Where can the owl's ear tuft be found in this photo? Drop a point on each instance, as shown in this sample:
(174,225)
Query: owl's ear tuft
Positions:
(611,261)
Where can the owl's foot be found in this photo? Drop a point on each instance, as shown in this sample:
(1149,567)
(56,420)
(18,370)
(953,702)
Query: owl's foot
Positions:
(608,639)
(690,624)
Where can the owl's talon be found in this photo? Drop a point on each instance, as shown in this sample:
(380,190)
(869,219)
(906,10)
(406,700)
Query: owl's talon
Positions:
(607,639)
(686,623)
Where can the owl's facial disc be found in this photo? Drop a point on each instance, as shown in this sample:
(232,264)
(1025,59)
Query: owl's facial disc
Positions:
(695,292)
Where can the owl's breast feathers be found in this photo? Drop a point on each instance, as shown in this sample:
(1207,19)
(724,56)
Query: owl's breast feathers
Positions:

(Your goal) Return all of the rows above verbatim, keeping every line and its order unchanged.

(Output below)
Where can the owl's ear tuft be found in this photo? Drop a point on each instance, as shown in this sample:
(174,225)
Query: owl's ear tuft
Positions:
(611,261)
Where can the owl's foot be found in this photo? Drop a point on each instance, as shown in this sample:
(1149,567)
(56,420)
(18,370)
(953,702)
Query: owl's foot
Positions:
(608,639)
(690,624)
Where can the owl's talon be found in this photo? Drop a point on each instance, as shown in this sample:
(380,190)
(869,219)
(906,10)
(406,700)
Query: owl's talon
Positions:
(607,639)
(686,623)
Where can the owl's facial disc be found in this photo? Drop a point on each instance, as shown in this sample:
(232,264)
(1025,59)
Query: owl's facial disc
Positions:
(695,292)
Where can the owl's breast feathers be found in this photo? Drop a point on each instance, as shown in this sample:
(1207,19)
(724,56)
Query: owl's breast feathers
Positions:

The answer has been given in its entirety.